## PROMPT
Count how many lines of the records below contain the string "bear", with uppercase and lowercase treated as different. Reply with the number alone.

Part of a data file:
==*==
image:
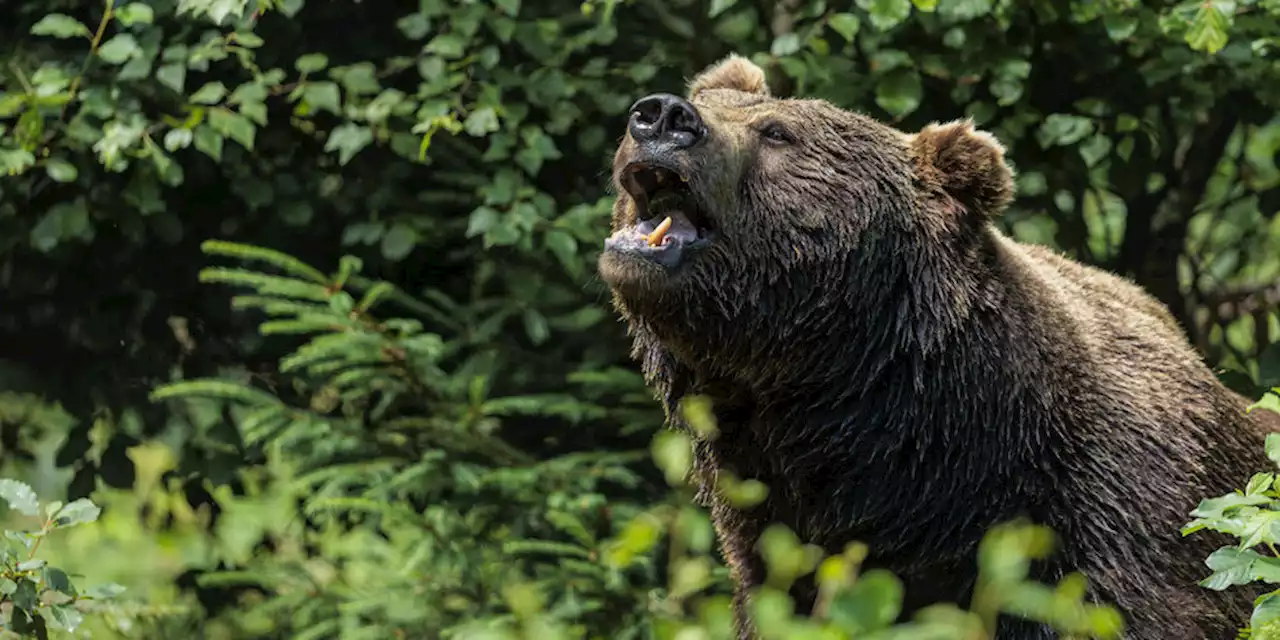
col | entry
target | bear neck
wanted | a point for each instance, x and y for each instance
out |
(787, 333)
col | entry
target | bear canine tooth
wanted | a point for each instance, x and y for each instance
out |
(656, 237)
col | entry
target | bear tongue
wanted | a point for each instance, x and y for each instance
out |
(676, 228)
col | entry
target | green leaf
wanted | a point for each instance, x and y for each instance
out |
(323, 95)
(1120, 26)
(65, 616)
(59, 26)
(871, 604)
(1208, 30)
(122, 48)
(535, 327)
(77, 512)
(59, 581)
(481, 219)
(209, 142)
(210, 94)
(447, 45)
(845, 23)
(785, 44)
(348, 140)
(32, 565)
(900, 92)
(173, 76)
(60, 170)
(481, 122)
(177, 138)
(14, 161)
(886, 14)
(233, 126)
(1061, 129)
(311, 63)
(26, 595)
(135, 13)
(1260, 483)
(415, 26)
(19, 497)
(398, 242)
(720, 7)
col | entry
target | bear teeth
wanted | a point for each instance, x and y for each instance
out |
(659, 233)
==*==
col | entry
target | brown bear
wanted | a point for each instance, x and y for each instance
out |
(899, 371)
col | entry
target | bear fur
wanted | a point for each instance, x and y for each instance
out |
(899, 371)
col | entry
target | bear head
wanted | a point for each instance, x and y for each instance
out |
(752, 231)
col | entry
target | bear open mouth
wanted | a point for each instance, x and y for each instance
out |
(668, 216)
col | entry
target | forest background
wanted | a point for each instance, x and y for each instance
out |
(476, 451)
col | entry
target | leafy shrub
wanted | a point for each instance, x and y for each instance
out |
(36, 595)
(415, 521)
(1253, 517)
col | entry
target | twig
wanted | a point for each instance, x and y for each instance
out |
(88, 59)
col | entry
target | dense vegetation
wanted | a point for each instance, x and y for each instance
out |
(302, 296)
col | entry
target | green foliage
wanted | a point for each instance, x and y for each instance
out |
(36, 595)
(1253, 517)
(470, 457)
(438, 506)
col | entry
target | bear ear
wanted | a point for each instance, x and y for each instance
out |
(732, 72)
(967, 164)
==*==
## ANSWER FOR THIS EXERCISE
9